▶ [Given exercise]:
Reproduce all of the data below with every "photo" swapped for "image" and nothing else altered, leaving out the pictures.
= = = = = = =
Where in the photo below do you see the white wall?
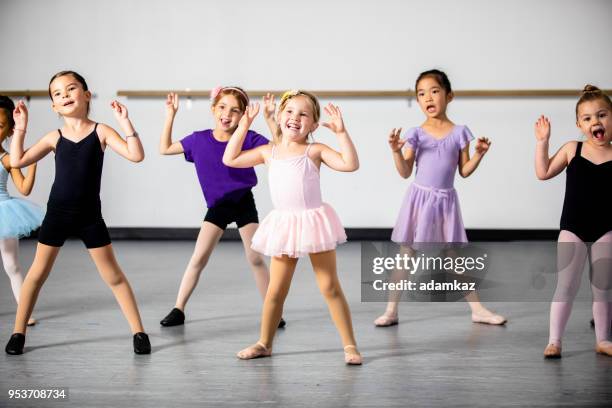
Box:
[0,0,612,228]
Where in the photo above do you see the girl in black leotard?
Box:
[535,85,612,358]
[5,71,151,354]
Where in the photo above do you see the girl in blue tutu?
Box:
[0,95,44,326]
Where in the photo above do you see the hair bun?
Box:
[582,84,601,95]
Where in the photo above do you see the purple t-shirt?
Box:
[181,129,269,208]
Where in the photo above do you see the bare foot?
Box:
[472,309,508,325]
[595,340,612,357]
[344,345,362,365]
[374,312,399,327]
[544,343,561,358]
[236,342,272,360]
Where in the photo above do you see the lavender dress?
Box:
[391,125,474,245]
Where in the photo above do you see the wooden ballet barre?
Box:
[0,89,96,100]
[117,89,612,98]
[0,89,49,98]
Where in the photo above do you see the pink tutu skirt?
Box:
[251,203,346,258]
[391,183,467,244]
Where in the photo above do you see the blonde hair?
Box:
[273,89,321,144]
[576,84,612,120]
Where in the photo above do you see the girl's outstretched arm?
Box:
[0,156,36,196]
[104,101,144,163]
[264,92,279,138]
[388,128,415,178]
[159,92,184,154]
[10,101,58,169]
[458,137,491,177]
[535,115,575,180]
[223,103,269,168]
[321,103,359,171]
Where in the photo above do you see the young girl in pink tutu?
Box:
[374,69,506,327]
[223,91,361,364]
[0,95,44,326]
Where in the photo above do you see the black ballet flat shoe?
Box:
[159,307,185,327]
[4,333,25,356]
[134,332,151,354]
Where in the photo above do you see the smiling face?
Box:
[211,94,244,132]
[416,76,453,118]
[576,98,612,146]
[49,75,91,117]
[278,95,319,142]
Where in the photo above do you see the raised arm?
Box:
[458,137,491,177]
[264,92,279,138]
[10,101,57,169]
[535,115,570,180]
[388,128,415,178]
[223,103,269,168]
[159,92,184,154]
[103,101,144,163]
[321,103,359,171]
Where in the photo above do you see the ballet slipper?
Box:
[544,343,561,358]
[344,344,362,365]
[236,341,272,360]
[4,333,25,356]
[595,340,612,357]
[472,312,508,326]
[374,313,399,327]
[133,332,151,354]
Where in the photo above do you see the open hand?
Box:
[321,103,346,133]
[166,92,178,116]
[239,102,259,127]
[535,115,550,142]
[111,101,127,120]
[264,92,276,119]
[13,101,28,130]
[476,137,491,156]
[388,128,406,152]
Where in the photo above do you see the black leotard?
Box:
[38,124,111,249]
[48,123,104,212]
[561,142,612,242]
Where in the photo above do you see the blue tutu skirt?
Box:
[0,198,44,239]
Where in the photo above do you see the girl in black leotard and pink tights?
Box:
[535,85,612,358]
[5,71,151,354]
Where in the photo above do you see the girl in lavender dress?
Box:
[374,69,506,327]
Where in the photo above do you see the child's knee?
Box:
[104,272,125,287]
[246,251,265,268]
[319,282,342,299]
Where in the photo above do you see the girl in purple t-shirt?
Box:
[159,87,285,327]
[374,69,506,327]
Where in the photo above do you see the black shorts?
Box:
[38,208,111,249]
[204,190,259,230]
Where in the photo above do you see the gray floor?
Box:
[0,241,612,407]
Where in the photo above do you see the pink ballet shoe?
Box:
[595,341,612,357]
[236,342,272,360]
[544,343,561,358]
[344,344,362,365]
[374,314,399,327]
[472,312,508,326]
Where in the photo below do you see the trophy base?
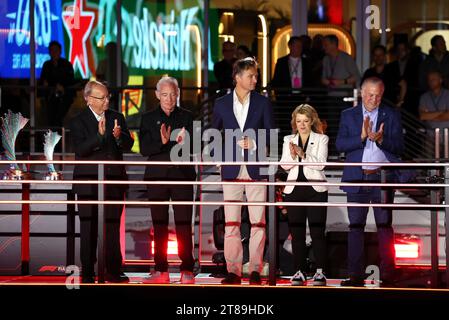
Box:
[2,169,31,180]
[44,171,62,181]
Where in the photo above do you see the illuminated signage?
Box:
[95,0,213,76]
[0,0,219,79]
[0,0,64,78]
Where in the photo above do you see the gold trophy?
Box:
[44,130,62,180]
[0,110,31,180]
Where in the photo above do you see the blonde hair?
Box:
[291,104,324,134]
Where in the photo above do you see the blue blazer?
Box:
[212,91,274,180]
[336,104,404,193]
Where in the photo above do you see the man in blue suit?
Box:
[212,58,274,285]
[336,77,403,286]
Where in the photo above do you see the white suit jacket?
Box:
[281,131,329,194]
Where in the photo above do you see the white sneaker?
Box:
[312,269,326,286]
[143,271,170,284]
[181,271,195,284]
[290,270,306,286]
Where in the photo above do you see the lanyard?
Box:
[430,91,443,110]
[329,56,338,78]
[292,58,301,75]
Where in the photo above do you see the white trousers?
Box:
[223,166,267,276]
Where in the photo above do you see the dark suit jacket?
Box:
[212,91,274,180]
[271,55,313,88]
[70,107,134,198]
[214,59,236,89]
[140,106,196,180]
[336,104,404,193]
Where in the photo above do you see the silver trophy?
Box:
[0,110,31,180]
[44,130,62,180]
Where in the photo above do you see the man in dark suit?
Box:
[336,78,403,286]
[214,41,236,89]
[70,81,134,283]
[271,36,312,95]
[212,58,274,285]
[140,77,196,284]
[271,36,313,135]
[40,41,76,127]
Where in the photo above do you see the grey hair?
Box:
[156,76,179,92]
[83,80,107,100]
[361,77,385,90]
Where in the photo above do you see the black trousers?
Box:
[78,195,123,276]
[148,185,195,272]
[284,187,328,272]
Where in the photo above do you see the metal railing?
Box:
[0,160,449,287]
= = = = = = =
▶ [The completed task]:
Where in the image below do you see the white wall?
Box:
[0,0,612,228]
Where in the image above do you see the girl in black leotard?
Box:
[535,85,612,358]
[5,71,151,354]
Where in the image above do you see the girl in blue tutu?
Box:
[0,95,44,326]
Where in the image above do you see the hair bun?
Box:
[582,84,601,95]
Where in the image above do you see the purple t-shirt?
Box:
[181,129,269,208]
Where in the image above do you see the bare foot?
Box:
[472,309,508,325]
[595,340,612,357]
[344,345,362,365]
[374,312,399,327]
[544,343,561,358]
[236,342,272,360]
Where in the image above do you see the lavender dress?
Box:
[391,125,474,245]
Where in the image above do you see the wooden ballet barre?
Box:
[0,89,96,100]
[117,89,612,98]
[0,89,49,98]
Where in the image above do you see the pink tutu skirt?
Box:
[251,203,346,258]
[391,183,467,244]
Where in the image above do you see the blonde hair?
Box:
[273,89,321,144]
[576,84,612,120]
Where in the image above do you see the girl's outstretched arm?
Box:
[0,156,36,196]
[104,101,144,163]
[264,92,279,138]
[388,128,415,178]
[159,92,184,154]
[10,101,58,169]
[458,137,491,177]
[535,115,575,180]
[223,103,269,168]
[321,103,359,171]
Where in the image above do you see the young girl in pink tutu?
Box:
[374,69,506,327]
[223,91,361,364]
[0,95,44,326]
Where in the image above do you see the black ballet flat shoe?
Box:
[159,307,185,327]
[4,333,25,356]
[134,332,151,354]
Where in the image above do you see the smiling face?
Box:
[211,94,244,132]
[416,76,453,118]
[576,98,612,146]
[49,75,91,117]
[278,95,319,142]
Where in the image above do you see the raised arm?
Box:
[458,137,491,177]
[264,92,279,138]
[10,101,57,169]
[535,115,570,180]
[388,128,415,178]
[223,103,269,168]
[159,92,184,154]
[103,101,144,163]
[321,103,359,171]
Where in the image above do you see the ballet slipper?
Box:
[544,343,561,358]
[344,344,362,365]
[236,341,272,360]
[4,333,25,356]
[595,340,612,357]
[472,312,508,326]
[374,313,399,327]
[133,332,151,354]
Where in the image above do you see the open hand?
Box:
[321,103,346,133]
[166,92,178,116]
[239,102,259,127]
[535,115,550,142]
[111,101,127,120]
[264,92,276,119]
[13,101,28,130]
[476,137,491,156]
[388,128,406,152]
Where in the image above do you see the black leotard?
Box:
[38,124,111,249]
[48,123,104,212]
[561,142,612,242]
Where in the image above do you see the blue tutu skirt?
Box:
[0,198,44,239]
Where in the image above do you see the girl in black leotard and pink tights?
Box:
[535,85,612,358]
[5,71,151,354]
Where in the image above do you see the girl in lavender dress?
Box:
[374,69,506,327]
Where in the image above do you see the child's knee?
Box:
[104,272,125,287]
[246,251,265,268]
[319,282,342,299]
Where in the image above do you see the girl in purple t-shirt?
Box:
[159,87,285,327]
[374,69,506,327]
Where in the image above do you see the black shorts?
Box:
[38,208,111,249]
[204,190,259,230]
Where in the image above do you see the gray floor?
Box:
[0,241,612,407]
Where in the image above do you see the pink ballet shoe?
Box:
[595,341,612,357]
[236,342,272,360]
[544,343,561,358]
[344,344,362,365]
[374,314,399,327]
[472,312,508,326]
Where in the image below do you see the trophy base?
Box:
[2,169,31,180]
[44,171,62,181]
Where in the image above do you see the illuminated signage?
Box:
[95,0,213,76]
[0,0,219,79]
[0,0,64,78]
Where in the image above do you see the gold trophy?
Box:
[44,130,62,180]
[0,110,31,180]
Where in the image above do you see the blonde hair?
Box:
[291,104,324,134]
Where in the image above do you see the blue blazer?
Box:
[212,91,274,180]
[336,104,404,193]
Where in the image above do you see the man in blue suit?
Box:
[212,58,274,285]
[336,77,403,286]
Where in the image above do you see the white suit jacket?
Box:
[281,131,329,194]
Where in the image above do you see the white sneaker?
Box:
[312,269,326,286]
[143,271,170,284]
[181,271,195,284]
[290,270,306,286]
Where in the image above do you see the lanyard?
Box:
[430,91,443,110]
[329,56,338,78]
[292,58,301,75]
Where in the image above do you see the white trousers?
Box:
[223,166,267,276]
Where in the image above do you see the dark suit jacket?
Box:
[212,91,274,180]
[271,55,313,88]
[70,107,134,198]
[214,59,236,89]
[140,106,196,180]
[336,104,404,193]
Where in the image above do you see the silver trophy?
Box:
[0,110,31,180]
[44,130,62,180]
Where in the image above do you see the man in dark suit?
Box:
[336,78,403,286]
[214,41,236,89]
[70,81,134,283]
[271,36,312,95]
[212,58,274,285]
[140,77,196,284]
[271,36,313,135]
[40,41,76,127]
Where in the image above do you see the grey hair?
Box:
[156,76,179,92]
[83,80,107,100]
[361,77,385,90]
Where in the image above do you see the black trousers?
Box:
[78,195,123,276]
[148,185,195,272]
[284,187,328,272]
Where in the image above do you see the metal railing?
Box:
[0,160,449,287]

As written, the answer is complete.